* AIM OF THE EXERCISE
Copy each entry as written.

* AVAILABLE DATA
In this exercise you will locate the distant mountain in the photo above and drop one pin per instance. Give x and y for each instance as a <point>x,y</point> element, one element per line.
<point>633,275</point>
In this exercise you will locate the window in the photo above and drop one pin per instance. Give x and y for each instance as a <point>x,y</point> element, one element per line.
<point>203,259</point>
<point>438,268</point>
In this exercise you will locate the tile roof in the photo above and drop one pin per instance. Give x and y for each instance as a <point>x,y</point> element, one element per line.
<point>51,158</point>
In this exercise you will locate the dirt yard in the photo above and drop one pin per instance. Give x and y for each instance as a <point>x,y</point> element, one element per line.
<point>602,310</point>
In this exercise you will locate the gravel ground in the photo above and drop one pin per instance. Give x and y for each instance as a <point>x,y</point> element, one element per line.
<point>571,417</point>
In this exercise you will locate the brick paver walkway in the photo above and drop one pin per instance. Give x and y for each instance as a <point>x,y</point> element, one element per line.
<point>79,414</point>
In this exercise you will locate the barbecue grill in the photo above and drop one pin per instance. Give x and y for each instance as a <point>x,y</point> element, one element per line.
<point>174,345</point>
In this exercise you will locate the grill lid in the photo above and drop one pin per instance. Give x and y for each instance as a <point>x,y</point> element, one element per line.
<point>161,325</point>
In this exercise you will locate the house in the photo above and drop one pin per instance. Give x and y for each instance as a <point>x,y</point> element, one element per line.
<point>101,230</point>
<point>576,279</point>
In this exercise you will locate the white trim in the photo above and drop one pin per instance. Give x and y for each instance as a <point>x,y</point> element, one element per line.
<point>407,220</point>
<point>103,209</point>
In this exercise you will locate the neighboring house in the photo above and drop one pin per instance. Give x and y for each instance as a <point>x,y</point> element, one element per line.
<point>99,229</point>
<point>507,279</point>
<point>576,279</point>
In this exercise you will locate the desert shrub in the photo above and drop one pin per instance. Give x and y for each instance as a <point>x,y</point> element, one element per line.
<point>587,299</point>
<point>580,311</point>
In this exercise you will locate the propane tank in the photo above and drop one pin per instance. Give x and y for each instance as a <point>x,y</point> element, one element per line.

* COMPLETED TASK
In this exercise you will locate the distant mountain in the photo above and drop one pin per instance. Give x and y for each instance as a <point>x,y</point> element, one element per line.
<point>633,275</point>
In this exercise you will locate the window in the photo above and drop one pin per instance. Give x and y for each instance as a <point>x,y</point> element, one element per line.
<point>203,259</point>
<point>438,268</point>
In this exercise you will locate the tile roof in the photo above and drop one pin per instance. Give x and y for each instance as a <point>x,y</point> element, one element per line.
<point>51,158</point>
In this exercise you will locate the dirt yard in the photo above and drop one pin per instance. Give x and y for each instance as a <point>x,y</point> element, one element per line.
<point>602,310</point>
In this exercise you will locate the gravel ground in the photo above and drop one pin per instance. Give x and y for each instance as a <point>x,y</point> element, one element per line.
<point>571,417</point>
In this exercise you will locate the brick paver walkway in the photo above and drop one pin per instance. Give x and y for each instance as a <point>x,y</point> element, one element per line.
<point>79,414</point>
In this exercise you will locate the barbecue grill in the photo above and drop one pin per instance. Give x and y for each instance as a <point>x,y</point> element, one element per line.
<point>174,345</point>
In this exercise you will locate the grill lid in the photo above and drop one pin per instance. Give x and y for each instance as a <point>x,y</point> element, one element per line.
<point>161,325</point>
In this exercise you will locate the house in the photo above and drop one pin per instance. Give x and y for each instance as a <point>x,y</point> element, one element per line.
<point>101,230</point>
<point>576,279</point>
In this exercise you will locate the white trim in the photo above and drop one pin per instance. Give x and y for each instance as a <point>x,y</point> element, one element per line.
<point>407,220</point>
<point>103,209</point>
In this exercise you will locate the neighboring house in the photo above and drop one pin per instance. Give x and y for each instance as a <point>x,y</point> element, one element per line.
<point>99,229</point>
<point>507,279</point>
<point>576,279</point>
In this exercise you will locate the desert shrub in the photo above and drop one pin per instance. Give x and y for each instance as a <point>x,y</point> element, one element per line.
<point>587,299</point>
<point>580,311</point>
In this exercise you will locate the propane tank in the photo above and drop one pin per instance. Give x and y for each instance as a <point>x,y</point> element, one element per line.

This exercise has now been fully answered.